[Begin INPUT MATERIAL]

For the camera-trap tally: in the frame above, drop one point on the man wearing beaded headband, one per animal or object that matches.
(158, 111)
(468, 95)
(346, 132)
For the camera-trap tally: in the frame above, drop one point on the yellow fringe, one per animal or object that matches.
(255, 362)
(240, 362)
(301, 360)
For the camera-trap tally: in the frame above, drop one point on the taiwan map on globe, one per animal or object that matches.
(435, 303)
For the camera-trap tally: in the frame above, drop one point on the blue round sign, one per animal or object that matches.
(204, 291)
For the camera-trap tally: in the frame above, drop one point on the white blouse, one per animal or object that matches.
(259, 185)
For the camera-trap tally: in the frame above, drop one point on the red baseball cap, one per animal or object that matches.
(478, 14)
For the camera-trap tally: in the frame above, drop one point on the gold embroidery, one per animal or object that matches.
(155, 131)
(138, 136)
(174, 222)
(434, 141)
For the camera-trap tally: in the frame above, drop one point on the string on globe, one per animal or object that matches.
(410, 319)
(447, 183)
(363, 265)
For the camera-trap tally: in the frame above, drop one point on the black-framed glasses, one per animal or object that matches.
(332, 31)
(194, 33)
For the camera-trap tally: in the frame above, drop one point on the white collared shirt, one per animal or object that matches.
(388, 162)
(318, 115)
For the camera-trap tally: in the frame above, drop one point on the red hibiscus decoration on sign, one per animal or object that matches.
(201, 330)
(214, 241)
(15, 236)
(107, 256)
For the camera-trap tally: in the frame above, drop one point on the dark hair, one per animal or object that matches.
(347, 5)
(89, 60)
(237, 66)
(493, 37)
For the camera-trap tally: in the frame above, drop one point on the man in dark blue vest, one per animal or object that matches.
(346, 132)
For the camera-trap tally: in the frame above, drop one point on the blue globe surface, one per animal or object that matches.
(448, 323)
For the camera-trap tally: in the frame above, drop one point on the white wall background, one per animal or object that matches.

[End INPUT MATERIAL]

- EXERCISE INSTRUCTIONS:
Reproduce the records above verbatim, every line of them, without any change.

- THE REPLY:
For the camera-trap tally: in the frame above, drop one point on the man wearing beaded headband, one per animal or object that matches.
(158, 111)
(468, 95)
(346, 132)
For the camera-trap tally: in the frame above, drop one point on the yellow fringe, one per animal or object that matches.
(255, 362)
(240, 362)
(301, 360)
For the camera-trap tally: in the frame above, drop one point on the taiwan map on globe, one per animal or object that matches.
(435, 303)
For the camera-trap tally: in the frame above, drop one point on the blue round sign, one per animal or object that matches.
(204, 291)
For the camera-trap tally: in the frame above, drop one point on the white blouse, one per animal or object that matches.
(259, 185)
For the camera-trap tally: in the frame above, drop one point on the red baseball cap, one per animal or object that matches.
(478, 14)
For the camera-trap tally: in the frame above, drop one point on the gold embroidery, one per animal or object that matches.
(155, 131)
(138, 136)
(174, 222)
(434, 141)
For the camera-trap tally: in the frame above, drop one point on the string on globe, one per animal or object that matches.
(410, 319)
(447, 183)
(363, 265)
For the camera-trap tally: in the frame above, drop one point on the black-framed glasses, one per animal or object that matches.
(332, 31)
(194, 33)
For the camera-trap tally: in the frame above, drop one point on the white collared shirt, one per animal or object that matches.
(388, 162)
(318, 115)
For the camera-trap tally: in the frame above, drop one point on the red hibiscus decoration on sign, one per animal or object that matches.
(201, 330)
(214, 241)
(15, 236)
(107, 256)
For the camera-trap tally: in the frame above, drop one point on the dark hair, one per animal or object that matches.
(347, 5)
(89, 60)
(237, 66)
(493, 37)
For the camera-trap tally: in the frame above, drop one point on the man in dark blue vest, one per animal or object that matches.
(346, 132)
For the camera-trap tally: in the frame above, drop one point on the blue globe surface, one per animal or object that matches.
(448, 323)
For the camera-trap tally: in the frame above, drop one point on the white wall background, one per animal or object that matches.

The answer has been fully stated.